§ EXERCISE AIM: Exactly and only the lines from the one containing "Practice step: locate the white" through the close of the entries below are to be set down.

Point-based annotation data
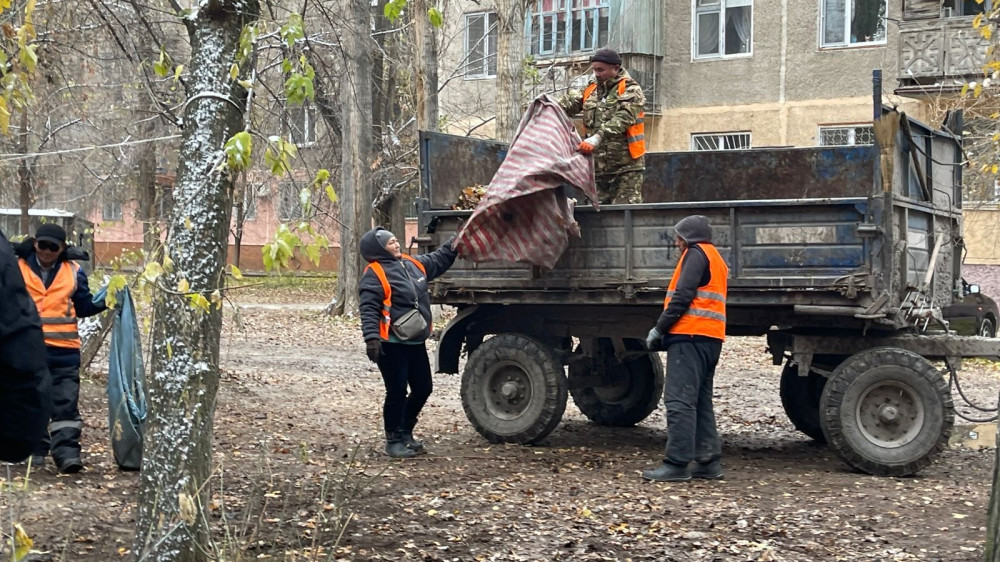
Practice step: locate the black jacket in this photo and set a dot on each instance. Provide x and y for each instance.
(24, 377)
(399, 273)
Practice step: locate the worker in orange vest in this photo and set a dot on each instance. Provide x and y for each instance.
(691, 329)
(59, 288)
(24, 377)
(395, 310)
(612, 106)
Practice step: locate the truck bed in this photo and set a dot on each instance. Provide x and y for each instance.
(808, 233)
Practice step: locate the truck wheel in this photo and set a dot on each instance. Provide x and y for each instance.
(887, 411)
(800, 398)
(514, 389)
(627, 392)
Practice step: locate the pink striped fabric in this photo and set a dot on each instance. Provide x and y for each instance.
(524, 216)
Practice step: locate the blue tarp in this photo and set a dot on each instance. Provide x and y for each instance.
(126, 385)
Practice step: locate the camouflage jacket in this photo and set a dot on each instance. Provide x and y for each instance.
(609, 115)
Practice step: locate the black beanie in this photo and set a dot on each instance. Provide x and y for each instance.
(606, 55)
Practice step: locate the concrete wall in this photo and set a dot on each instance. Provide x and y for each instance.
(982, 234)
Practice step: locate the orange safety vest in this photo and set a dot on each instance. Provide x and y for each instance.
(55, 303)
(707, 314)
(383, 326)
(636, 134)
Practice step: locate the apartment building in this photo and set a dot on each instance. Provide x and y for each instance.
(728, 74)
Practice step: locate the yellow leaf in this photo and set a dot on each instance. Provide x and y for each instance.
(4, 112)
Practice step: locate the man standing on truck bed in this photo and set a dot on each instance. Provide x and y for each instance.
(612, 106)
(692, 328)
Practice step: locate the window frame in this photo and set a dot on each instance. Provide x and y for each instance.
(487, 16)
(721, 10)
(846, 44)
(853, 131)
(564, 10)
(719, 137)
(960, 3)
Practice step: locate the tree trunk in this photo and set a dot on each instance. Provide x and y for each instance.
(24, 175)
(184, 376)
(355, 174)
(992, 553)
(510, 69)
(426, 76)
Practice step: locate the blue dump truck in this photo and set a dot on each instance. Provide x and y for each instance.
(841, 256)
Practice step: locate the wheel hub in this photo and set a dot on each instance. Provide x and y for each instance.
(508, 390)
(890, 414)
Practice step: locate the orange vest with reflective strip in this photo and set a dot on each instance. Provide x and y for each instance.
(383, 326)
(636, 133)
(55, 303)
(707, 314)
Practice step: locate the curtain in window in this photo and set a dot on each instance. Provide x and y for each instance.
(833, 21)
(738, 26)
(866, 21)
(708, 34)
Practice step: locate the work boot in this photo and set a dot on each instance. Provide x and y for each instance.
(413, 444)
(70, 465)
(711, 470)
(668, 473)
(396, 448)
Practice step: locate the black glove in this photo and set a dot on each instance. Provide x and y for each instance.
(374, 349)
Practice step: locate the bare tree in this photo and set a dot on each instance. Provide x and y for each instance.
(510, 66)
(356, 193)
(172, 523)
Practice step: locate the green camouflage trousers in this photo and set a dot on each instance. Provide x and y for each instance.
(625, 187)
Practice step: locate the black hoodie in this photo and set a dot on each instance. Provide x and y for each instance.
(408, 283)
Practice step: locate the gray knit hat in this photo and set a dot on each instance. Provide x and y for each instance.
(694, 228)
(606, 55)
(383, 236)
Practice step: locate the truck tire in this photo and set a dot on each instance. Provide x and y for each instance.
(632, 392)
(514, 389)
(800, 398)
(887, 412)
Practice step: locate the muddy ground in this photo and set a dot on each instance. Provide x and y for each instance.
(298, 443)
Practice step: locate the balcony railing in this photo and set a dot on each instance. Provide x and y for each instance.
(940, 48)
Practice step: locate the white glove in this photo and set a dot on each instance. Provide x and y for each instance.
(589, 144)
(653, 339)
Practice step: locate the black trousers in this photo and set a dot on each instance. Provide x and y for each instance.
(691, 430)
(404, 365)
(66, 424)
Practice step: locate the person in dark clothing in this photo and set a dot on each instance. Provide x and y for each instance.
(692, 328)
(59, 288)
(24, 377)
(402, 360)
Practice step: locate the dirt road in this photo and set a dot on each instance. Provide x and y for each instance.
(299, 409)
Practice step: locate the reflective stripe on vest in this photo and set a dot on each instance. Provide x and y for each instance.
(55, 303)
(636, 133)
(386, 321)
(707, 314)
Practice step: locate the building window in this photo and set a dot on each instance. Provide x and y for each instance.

§ EXERCISE RESPONSE:
Practice step: locate the white glove in this photo and set a dot on each instance. Provide x and y for each instance.
(589, 144)
(653, 339)
Practice step: locate the black trousers in this photo and set a dot on each instance. Provide x and y for each instance.
(691, 430)
(404, 365)
(66, 424)
Practice step: locate the person in dark clothing in this photo and set a dot on each instance. Provide x and y for each instance.
(692, 328)
(59, 288)
(24, 377)
(402, 360)
Practice step: locate the dirt road in this photo and set a dot on each instance. Provide x and y for each instance.
(299, 409)
Practice step: locate the reflective stripe on vest in this photo and set a dot on each instance. Provide x and y for each instance.
(55, 303)
(636, 133)
(386, 321)
(707, 314)
Practice step: locate the building window in this photo and set a dot on each instance. Provide x and y for each instance.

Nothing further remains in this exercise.